**Tasks and exercises**
1. Please copy the part of the ROBOstudio text that opens with the words "ROBOstudio 2010" and closes with "to architectural design.".
2. Carry the ROBOstudio text on from its last sentence.

#### Exercise text

ROBOstudio 2010

seniorROBO: Architectronics Serving Seniors

This studio is situated at intersection of the cybernetics and architecture. The innovative and performative aspects of architectural design together with basics of robotics and mechatronics are to be examined first as part of the design research phase, with the review of the relevant precedents and design problems to follow. The ambition of both design problem sets (PS) is an attempt to integrate application of robotics, kinetics and mechatronics to architectural design.


The impact of the IT revolution on design practice and its education is massive due to the widespread use of computer aided design in problem modeling and simulation, numerically controlled design fabrication, algorithmic design and now the emergence of the responsive, performative architecture informed by mechatronics and robotics. ROBOstudio reflects the importance of those trends in contemporary design.

Today design can be seen as verb, or action by a system that causes change to its environment, or that can modify itself via information feedback. Clearly architecture need not be static, as it can adapt to the new conditions and the performative feedback loop relationship is its essential aspect.

########
#### Study material

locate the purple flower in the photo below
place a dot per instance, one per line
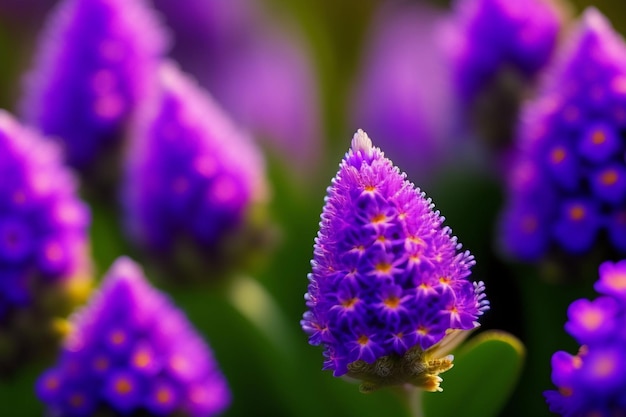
(131, 350)
(388, 282)
(93, 68)
(192, 177)
(43, 238)
(593, 382)
(489, 36)
(567, 186)
(403, 94)
(257, 68)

########

**Answers for the exercise**
1.
ROBOstudio 2010

seniorROBO: Architectronics Serving Seniors

This studio is situated at intersection of the cybernetics and architecture. The innovative and performative aspects of architectural design together with basics of robotics and mechatronics are to be examined first as part of the design research phase, with the review of the relevant precedents and design problems to follow. The ambition of both design problem sets (PS) is an attempt to integrate application of robotics, kinetics and mechatronics to architectural design.

2.
ROBO studio is a multidisciplinary studio offered simultaneously with a mechatronics engineering course. The goal is to bring together students of architecture and engineering to explore the possible application of robotics, mechatronics and kinetic structures in architectural projects.

The students will research case studies of applications and advanced technologies in the initial part of the course to be followed by the developing and conducting design experiments. The key question asked is: How can architecture benefit from using movable elements controlled by sensors? The project work can range from problem-solving to highly speculative in nature, and can emphasize any combination of digital as well as physical aspects.



There are many applications for mechatronics in extended care facilities for clients who have difficulty completing daily tasks themselves. Mechatronic applications to these facilities can give these clients a degree of autonomy that might not otherwise be possible, and improve the quality of life of both the clients and the caregivers to be able to perform tasks themselves without relying on staff members to assist them for many of their regular tasks in their homes.

In addition, one of the critical areas of extended care revolves around control of patient exiting and personal monitoring. Elopements (or escape) of patients who are suffering from dementia is a constant worry and needs tight control, while staff and visitors need to be able to move freely. In an extended care facility, automating tasks such as may increase quality of life significantly for both the client and the caregivers. There are many examples of such improvements for physical space, security and mobility:

  • Adjusting physical spaces and heights for different wheelchair heights and configurations.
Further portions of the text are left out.